**Task to carry out:**
Update the items from their beginning through the line with "box: [64, 14, 84, 39]": swap "prompts" for "cues" and leave every other character as it is.

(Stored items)
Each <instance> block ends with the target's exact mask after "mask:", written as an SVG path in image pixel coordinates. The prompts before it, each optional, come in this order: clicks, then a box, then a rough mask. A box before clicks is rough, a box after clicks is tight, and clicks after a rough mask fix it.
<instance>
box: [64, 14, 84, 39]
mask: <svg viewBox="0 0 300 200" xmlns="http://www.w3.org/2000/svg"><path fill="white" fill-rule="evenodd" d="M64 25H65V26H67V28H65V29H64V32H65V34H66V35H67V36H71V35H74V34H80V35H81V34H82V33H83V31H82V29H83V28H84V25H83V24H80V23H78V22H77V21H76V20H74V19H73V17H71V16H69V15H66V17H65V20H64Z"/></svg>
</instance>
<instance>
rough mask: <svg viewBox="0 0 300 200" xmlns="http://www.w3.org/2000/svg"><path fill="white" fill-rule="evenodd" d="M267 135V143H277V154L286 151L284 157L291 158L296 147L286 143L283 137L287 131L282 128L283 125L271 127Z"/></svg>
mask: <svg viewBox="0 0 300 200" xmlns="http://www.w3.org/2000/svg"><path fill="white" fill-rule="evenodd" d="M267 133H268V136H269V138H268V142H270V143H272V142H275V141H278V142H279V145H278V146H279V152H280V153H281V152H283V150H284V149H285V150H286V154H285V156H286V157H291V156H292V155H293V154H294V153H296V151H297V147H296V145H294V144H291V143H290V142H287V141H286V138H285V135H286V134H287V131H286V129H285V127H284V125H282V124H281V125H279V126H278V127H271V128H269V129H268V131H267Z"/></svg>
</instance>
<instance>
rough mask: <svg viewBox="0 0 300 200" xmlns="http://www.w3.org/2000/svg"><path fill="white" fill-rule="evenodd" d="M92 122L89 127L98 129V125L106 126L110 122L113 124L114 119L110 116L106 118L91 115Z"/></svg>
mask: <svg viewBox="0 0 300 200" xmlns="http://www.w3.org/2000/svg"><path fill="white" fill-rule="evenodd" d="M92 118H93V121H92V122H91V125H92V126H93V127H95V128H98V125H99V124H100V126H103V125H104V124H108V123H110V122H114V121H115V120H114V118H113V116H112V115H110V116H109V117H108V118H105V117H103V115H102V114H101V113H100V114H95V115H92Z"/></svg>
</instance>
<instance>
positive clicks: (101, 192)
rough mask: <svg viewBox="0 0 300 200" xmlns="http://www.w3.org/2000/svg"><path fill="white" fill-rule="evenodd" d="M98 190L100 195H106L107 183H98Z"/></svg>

**Expected answer:**
Each <instance> block ends with the target's exact mask after "mask:", written as an SVG path in image pixel coordinates. The cues before it, each optional, come in this order: clicks, then a box, then a rough mask. A box before clicks is rough, a box after clicks is tight, and clicks after a rough mask fix it.
<instance>
box: [64, 14, 84, 39]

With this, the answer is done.